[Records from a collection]
-*-*-

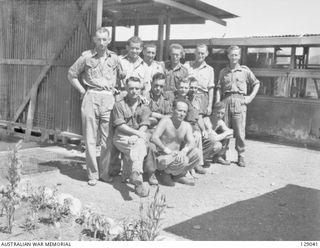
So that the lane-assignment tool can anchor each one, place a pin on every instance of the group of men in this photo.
(158, 118)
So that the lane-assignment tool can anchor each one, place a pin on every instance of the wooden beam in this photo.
(267, 41)
(168, 26)
(160, 37)
(45, 69)
(97, 15)
(192, 10)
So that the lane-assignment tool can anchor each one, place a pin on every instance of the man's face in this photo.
(101, 40)
(201, 53)
(220, 113)
(181, 110)
(234, 56)
(157, 86)
(149, 53)
(133, 89)
(134, 49)
(183, 89)
(193, 88)
(175, 55)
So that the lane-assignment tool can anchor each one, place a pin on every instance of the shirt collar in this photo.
(237, 68)
(94, 52)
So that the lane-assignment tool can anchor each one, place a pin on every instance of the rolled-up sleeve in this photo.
(252, 80)
(145, 116)
(78, 67)
(221, 74)
(118, 115)
(211, 78)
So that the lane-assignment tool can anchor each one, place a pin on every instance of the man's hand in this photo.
(209, 109)
(133, 139)
(247, 100)
(82, 93)
(144, 136)
(180, 157)
(205, 134)
(167, 151)
(144, 100)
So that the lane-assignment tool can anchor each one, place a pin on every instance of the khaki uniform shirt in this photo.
(137, 69)
(236, 80)
(122, 114)
(174, 76)
(204, 74)
(96, 73)
(151, 70)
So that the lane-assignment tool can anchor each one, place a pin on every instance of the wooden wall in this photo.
(39, 40)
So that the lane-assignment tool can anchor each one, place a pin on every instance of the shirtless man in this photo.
(176, 153)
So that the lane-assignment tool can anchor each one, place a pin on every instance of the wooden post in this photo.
(136, 26)
(96, 15)
(168, 26)
(113, 34)
(160, 37)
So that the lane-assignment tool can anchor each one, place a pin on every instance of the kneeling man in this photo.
(131, 121)
(176, 153)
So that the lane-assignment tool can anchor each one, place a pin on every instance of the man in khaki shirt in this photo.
(232, 89)
(99, 68)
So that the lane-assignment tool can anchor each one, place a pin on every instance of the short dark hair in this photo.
(102, 30)
(135, 39)
(149, 45)
(219, 106)
(158, 76)
(134, 79)
(192, 79)
(179, 99)
(231, 48)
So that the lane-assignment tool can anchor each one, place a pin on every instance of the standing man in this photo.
(204, 73)
(175, 72)
(176, 147)
(132, 64)
(100, 68)
(232, 89)
(152, 67)
(131, 122)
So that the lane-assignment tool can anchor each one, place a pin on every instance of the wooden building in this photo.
(40, 39)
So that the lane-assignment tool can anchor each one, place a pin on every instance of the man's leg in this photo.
(238, 123)
(106, 130)
(90, 127)
(134, 154)
(198, 140)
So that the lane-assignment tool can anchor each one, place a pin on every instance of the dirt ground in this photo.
(276, 197)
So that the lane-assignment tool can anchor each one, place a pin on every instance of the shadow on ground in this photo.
(73, 167)
(290, 213)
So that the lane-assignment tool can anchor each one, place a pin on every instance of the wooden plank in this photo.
(193, 11)
(300, 73)
(267, 41)
(45, 70)
(160, 37)
(317, 87)
(168, 27)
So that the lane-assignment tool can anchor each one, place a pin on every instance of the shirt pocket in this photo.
(241, 83)
(92, 68)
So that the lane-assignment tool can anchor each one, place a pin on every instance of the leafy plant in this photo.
(10, 196)
(148, 226)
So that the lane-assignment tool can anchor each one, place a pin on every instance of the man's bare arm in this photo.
(76, 83)
(158, 132)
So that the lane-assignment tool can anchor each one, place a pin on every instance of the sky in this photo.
(256, 18)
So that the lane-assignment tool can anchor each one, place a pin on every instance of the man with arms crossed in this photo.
(174, 139)
(232, 89)
(100, 68)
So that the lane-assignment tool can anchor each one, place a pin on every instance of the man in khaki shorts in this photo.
(176, 153)
(99, 68)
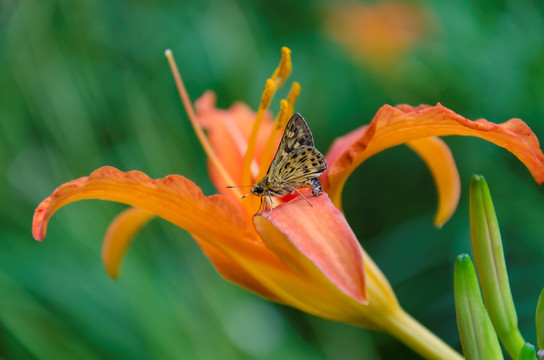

-*-*-

* _BRIEF_
Starting at the line containing "plank in this photo.", output every remaining line of the records above exactly, the last one included. Nothing else belongs in the output, and no pictures either.

* _YOUR RESPONSE_
So that the lane-assignment tool can anchor each one, place a pin on every instance of the wooden plank in this photo.
(193, 11)
(300, 73)
(267, 41)
(45, 70)
(160, 37)
(317, 87)
(168, 27)
So that the lane-assignment tool can anchor each one, place a pin on every instance of the shirt pocket in this photo.
(241, 83)
(92, 68)
So that the lane-assignment tool can anchor each one, place a pin on every instance of the leafy plant in this photo.
(10, 196)
(148, 226)
So that the lane-assignment tool can anchor each one, place a pin on every instance of the man's bare arm in this photo.
(76, 83)
(158, 132)
So that the lane-assignment tool can anchor each one, place a pin on every instance of the sky in this photo.
(256, 18)
So that the lane-assignment tool can anchor each one, place a pin on every instance of the man with arms crossed in this photo.
(174, 139)
(232, 89)
(100, 68)
So that the lane-assignment tool can anchor each one, place a pin on every instance of the man in khaki shorts in this photo.
(176, 153)
(99, 68)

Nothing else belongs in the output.